[[ Records for the exercise open ]]
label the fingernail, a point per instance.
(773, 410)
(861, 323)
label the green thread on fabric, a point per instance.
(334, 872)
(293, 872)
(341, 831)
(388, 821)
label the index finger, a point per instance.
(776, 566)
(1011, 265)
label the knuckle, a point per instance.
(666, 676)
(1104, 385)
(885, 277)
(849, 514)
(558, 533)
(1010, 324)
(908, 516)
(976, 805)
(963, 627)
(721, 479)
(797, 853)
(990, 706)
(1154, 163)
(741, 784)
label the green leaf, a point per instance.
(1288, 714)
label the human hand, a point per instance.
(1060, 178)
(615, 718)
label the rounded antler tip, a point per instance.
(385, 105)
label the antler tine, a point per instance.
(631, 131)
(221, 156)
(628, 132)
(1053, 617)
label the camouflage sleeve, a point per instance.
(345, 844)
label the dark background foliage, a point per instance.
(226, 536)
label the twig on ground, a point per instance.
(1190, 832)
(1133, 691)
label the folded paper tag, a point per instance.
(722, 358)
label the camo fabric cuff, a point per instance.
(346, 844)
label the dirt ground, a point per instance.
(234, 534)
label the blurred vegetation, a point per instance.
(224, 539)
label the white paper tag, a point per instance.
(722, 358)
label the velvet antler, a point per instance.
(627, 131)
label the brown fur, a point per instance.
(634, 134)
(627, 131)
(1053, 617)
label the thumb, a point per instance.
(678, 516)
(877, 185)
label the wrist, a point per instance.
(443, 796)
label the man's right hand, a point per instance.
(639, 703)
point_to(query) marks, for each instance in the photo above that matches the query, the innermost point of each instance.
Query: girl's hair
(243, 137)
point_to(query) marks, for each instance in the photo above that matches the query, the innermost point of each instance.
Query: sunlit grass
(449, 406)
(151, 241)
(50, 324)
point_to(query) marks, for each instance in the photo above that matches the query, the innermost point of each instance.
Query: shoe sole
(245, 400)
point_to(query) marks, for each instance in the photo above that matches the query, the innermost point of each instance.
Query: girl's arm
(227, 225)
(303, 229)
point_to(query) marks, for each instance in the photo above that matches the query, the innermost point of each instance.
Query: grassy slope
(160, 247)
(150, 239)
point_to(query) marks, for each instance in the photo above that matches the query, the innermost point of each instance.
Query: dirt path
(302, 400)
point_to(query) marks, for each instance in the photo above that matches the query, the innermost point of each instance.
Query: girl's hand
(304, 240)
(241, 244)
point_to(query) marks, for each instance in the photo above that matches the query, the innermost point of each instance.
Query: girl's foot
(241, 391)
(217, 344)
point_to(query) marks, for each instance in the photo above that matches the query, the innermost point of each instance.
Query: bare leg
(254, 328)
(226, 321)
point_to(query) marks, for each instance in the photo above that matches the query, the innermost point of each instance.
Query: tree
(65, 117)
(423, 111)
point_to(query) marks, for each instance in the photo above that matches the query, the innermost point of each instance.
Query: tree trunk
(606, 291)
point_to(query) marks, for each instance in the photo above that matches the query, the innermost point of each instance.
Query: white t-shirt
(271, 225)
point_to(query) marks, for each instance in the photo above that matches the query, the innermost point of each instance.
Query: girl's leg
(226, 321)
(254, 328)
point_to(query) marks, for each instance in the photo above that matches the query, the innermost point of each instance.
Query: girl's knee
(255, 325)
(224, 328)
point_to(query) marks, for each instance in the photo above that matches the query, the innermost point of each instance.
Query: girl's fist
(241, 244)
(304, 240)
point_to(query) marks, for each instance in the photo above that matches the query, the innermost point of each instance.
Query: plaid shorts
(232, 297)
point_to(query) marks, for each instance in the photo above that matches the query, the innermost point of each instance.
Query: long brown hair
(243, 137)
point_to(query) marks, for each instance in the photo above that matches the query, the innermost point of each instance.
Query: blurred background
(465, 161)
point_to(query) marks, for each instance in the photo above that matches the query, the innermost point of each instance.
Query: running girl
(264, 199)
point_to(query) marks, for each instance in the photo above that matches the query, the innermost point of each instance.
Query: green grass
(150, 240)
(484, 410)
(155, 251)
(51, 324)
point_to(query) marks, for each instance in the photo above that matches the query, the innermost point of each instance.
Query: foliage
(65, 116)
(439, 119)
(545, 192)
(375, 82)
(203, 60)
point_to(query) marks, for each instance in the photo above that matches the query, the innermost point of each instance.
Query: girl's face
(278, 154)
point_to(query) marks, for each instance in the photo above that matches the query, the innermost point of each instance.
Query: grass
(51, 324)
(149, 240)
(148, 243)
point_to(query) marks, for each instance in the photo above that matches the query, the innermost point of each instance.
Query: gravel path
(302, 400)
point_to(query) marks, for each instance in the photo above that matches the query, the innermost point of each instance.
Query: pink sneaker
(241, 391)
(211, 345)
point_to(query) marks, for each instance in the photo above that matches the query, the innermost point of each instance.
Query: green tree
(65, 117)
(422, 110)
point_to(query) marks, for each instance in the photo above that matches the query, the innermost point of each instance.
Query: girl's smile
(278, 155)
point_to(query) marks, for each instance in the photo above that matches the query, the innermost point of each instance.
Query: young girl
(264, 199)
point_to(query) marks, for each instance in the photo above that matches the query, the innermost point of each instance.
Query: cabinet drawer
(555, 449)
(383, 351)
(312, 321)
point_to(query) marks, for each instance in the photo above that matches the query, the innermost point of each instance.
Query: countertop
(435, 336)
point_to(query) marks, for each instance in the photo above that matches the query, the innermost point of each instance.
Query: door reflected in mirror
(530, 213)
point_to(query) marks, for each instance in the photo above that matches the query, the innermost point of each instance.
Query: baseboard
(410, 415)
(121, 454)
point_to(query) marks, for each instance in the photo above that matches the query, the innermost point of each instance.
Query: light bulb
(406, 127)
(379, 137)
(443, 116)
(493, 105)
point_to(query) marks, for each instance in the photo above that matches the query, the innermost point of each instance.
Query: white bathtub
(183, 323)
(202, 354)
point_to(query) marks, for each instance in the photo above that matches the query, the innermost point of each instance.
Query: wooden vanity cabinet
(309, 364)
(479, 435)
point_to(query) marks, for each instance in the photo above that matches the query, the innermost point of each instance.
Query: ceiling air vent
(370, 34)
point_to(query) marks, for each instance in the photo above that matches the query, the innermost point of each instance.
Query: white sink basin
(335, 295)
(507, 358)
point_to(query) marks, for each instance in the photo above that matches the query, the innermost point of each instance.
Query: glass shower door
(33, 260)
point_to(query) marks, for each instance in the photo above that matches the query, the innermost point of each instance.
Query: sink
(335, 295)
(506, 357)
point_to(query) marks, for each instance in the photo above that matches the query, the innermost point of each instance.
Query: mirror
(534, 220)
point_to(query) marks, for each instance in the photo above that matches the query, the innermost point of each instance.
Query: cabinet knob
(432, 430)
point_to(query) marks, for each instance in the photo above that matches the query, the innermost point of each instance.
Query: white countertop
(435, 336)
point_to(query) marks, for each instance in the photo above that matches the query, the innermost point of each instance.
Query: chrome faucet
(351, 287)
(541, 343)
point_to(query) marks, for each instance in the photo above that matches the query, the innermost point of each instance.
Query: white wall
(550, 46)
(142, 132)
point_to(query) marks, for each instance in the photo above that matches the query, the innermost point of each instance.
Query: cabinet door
[[ Records for the exercise closed ]]
What needs to be done:
In full and without alteration, transcribe the listing above.

Exercise response:
label the fingernail, a point per instance.
(773, 410)
(861, 323)
label the green thread on fabric, a point per instance.
(334, 872)
(293, 872)
(341, 831)
(388, 821)
label the index finger, a point per instance.
(776, 566)
(1011, 265)
label the knuckle, a point per instance.
(666, 676)
(1104, 385)
(885, 277)
(849, 514)
(558, 533)
(1010, 324)
(908, 516)
(976, 805)
(963, 627)
(721, 479)
(797, 853)
(990, 706)
(1154, 163)
(741, 784)
label the green leaf, a point per instance.
(1288, 714)
label the human hand, a point per instance.
(1060, 178)
(615, 718)
label the rounded antler tip, a point per instance.
(385, 105)
label the antler tine, a point per instance.
(631, 131)
(221, 156)
(628, 132)
(1053, 617)
label the camouflage sleeve, a point per instance.
(345, 844)
label the dark background foliage, a point per instance.
(226, 536)
label the twig on ground, a point per instance.
(1190, 832)
(1133, 691)
label the folded paper tag, a point per instance.
(722, 358)
label the camo fabric cuff, a point per instance.
(346, 844)
label the dirt ground, a point per instance.
(234, 534)
label the blurred vegetation, a point per instance.
(224, 539)
label the white paper tag, a point per instance.
(722, 358)
label the velvet antler, a point per instance.
(627, 131)
label the brown fur, a point per instance.
(634, 134)
(627, 131)
(1053, 617)
label the thumb, a point per instance.
(678, 516)
(877, 185)
label the wrist, a point per instance.
(443, 796)
label the man's right hand, a point per instance.
(639, 703)
point_to(query) marks, for each instance in the photo above that matches the query, the innermost point of each instance.
Query: girl's hair
(243, 137)
point_to(query) marks, for each instance in the photo above that matches the query, the innermost point of each instance.
Query: sunlit grass
(449, 406)
(151, 241)
(50, 324)
point_to(query) marks, for each instance in the photo above that matches the query, the innermost point of each instance.
Query: shoe sole
(245, 400)
point_to(query) marks, for each instance in the photo above that matches the query, the innermost point of each instance.
Query: girl's arm
(227, 225)
(303, 229)
point_to(query) marks, for each instance in the photo above that matches the query, the innermost point of each instance.
Query: grassy slope
(160, 247)
(150, 239)
point_to(query) marks, for each instance in the photo above that matches the query, the innermost point of each instance.
Query: dirt path
(302, 400)
point_to(query) marks, for each instance in the photo above that matches the query, the innermost point of each instance.
Query: girl's hand
(304, 240)
(241, 244)
point_to(query) marks, for each instance in the photo above that matches the query, the innermost point of each instance.
Query: girl's foot
(241, 391)
(217, 344)
point_to(query) marks, for each instance in the photo above that matches the query, the innermost point of each instance.
Query: bare leg
(254, 328)
(226, 321)
point_to(query) marks, for each instance in the photo above that matches the query, the innermost point of each instance.
Query: tree
(65, 117)
(423, 111)
point_to(query) marks, for each instance in the photo above that matches the query, the innermost point of each instance.
Query: tree trunk
(606, 291)
point_to(query) marks, for each instance in the photo above that matches the query, the innermost point of each instance.
Query: white t-shirt
(271, 225)
point_to(query) marks, for each instance in the photo above that matches the query, the innermost point of each instance.
Query: girl's leg
(226, 321)
(254, 328)
point_to(query) marks, for each instance in the photo above that matches the query, the innermost point of each instance.
Query: girl's knee
(255, 325)
(224, 328)
point_to(query) marks, for each instance in the photo above that matches the query, the innermost point of each instance.
Query: girl's fist
(241, 244)
(304, 240)
point_to(query) marks, for each instance in the photo above that matches the query, the innermost point of each instance.
Query: plaid shorts
(232, 297)
point_to(query) marks, for each instance in the photo above that matches the query, the innermost point of each instance.
Query: long brown hair
(243, 137)
point_to(query) marks, for each instance in the photo above that matches the query, the innermost point of each instance.
Query: blurred background
(465, 161)
point_to(query) marks, for each instance in the photo above that matches the query, the innermost point of each instance.
Query: running girl
(264, 199)
point_to(query) marks, for each instance in the photo above that matches the query, the innermost point of each instance.
Query: green grass
(150, 240)
(484, 410)
(155, 251)
(51, 324)
point_to(query) marks, for each instance in the photo above that matches the query, the innermost point of each instance.
Query: foliage
(65, 116)
(439, 119)
(545, 192)
(375, 82)
(203, 60)
point_to(query) marks, for each instance in the photo above that matches the query, the innermost point of each instance.
Query: girl's face
(278, 154)
point_to(query) marks, for each instance in the photo above that matches the query, the innermost point of each instance.
Query: grass
(51, 324)
(149, 240)
(148, 243)
point_to(query) marks, for each instance in the photo above that matches the query, the innermost point of each instance.
Query: gravel path
(302, 400)
point_to(query) marks, for each instance in the photo above that matches the query, the innermost point of each instance.
Query: pink sneaker
(241, 391)
(211, 345)
point_to(query) marks, for each instance in the photo above that matches the query, the innermost point of each instance.
Query: green tree
(65, 117)
(422, 110)
point_to(query) marks, for each instance in the photo above that matches the query, the innermost point of each instance.
Query: girl's smile
(278, 155)
point_to(query) marks, for each instance in the photo above that matches the query, the innermost point of each instance.
Query: young girl
(264, 199)
point_to(query) marks, for each instance in the photo above that matches the query, the innermost point of each instance.
Query: cabinet drawer
(555, 449)
(383, 351)
(312, 321)
point_to(query) marks, for each instance in the photo above that matches the query, the innermost point of each instance.
Query: countertop
(435, 336)
point_to(query) marks, for each instance in the photo above that matches the query, the innermost point of each instance.
Query: door reflected in mirror
(530, 213)
point_to(query) marks, for each instance in the photo above that matches the query, the innermost point of each instance.
Query: baseboard
(410, 415)
(121, 454)
point_to(query) marks, for each instance in the photo above that matches the query, the innermost point of each instance.
Query: light bulb
(406, 127)
(379, 137)
(443, 116)
(493, 105)
point_to(query) marks, for each instance in the photo above that matches the query, the innermost point of each instance.
Query: white bathtub
(183, 323)
(202, 354)
point_to(query) marks, for each instance in the photo above that matches the query, the innermost point of each instance.
Query: wooden vanity cabinet
(309, 364)
(479, 435)
point_to(query) marks, for each instance in the photo above that matches the query, the innermost point of each instance.
Query: ceiling air vent
(370, 34)
point_to(query) marks, for each instance in the photo above that matches the query, the innermost point of each instance.
Query: white sink basin
(335, 295)
(507, 358)
point_to(query) marks, for each instance in the photo above that matches the query, the innermost point of each instance.
Query: glass shower door
(33, 260)
point_to(query) marks, for each instance in the photo above that matches the query, the innermost point of each instance.
Query: sink
(335, 295)
(506, 357)
point_to(query) marks, for each instance in the photo above that matches the query, the innermost point of each instance.
Query: mirror
(534, 220)
point_to(query) marks, for each instance in the photo above that matches the query, the innermost point of each instance.
Query: cabinet knob
(432, 430)
point_to(query) marks, for each instance in the photo above that matches the query, the innermost point of each instance.
Query: white countertop
(435, 336)
point_to(query) marks, for each instance in the photo above that matches the query, the innermost point of each instance.
Query: chrome faucet
(351, 287)
(541, 343)
point_to(query) marks, for each instance in the photo above that matches the query, the innermost point of each instance.
Query: white wall
(550, 46)
(142, 132)
point_to(query) marks, for each instance in the photo above that matches the query, the innermost point of each instance.
Query: cabinet door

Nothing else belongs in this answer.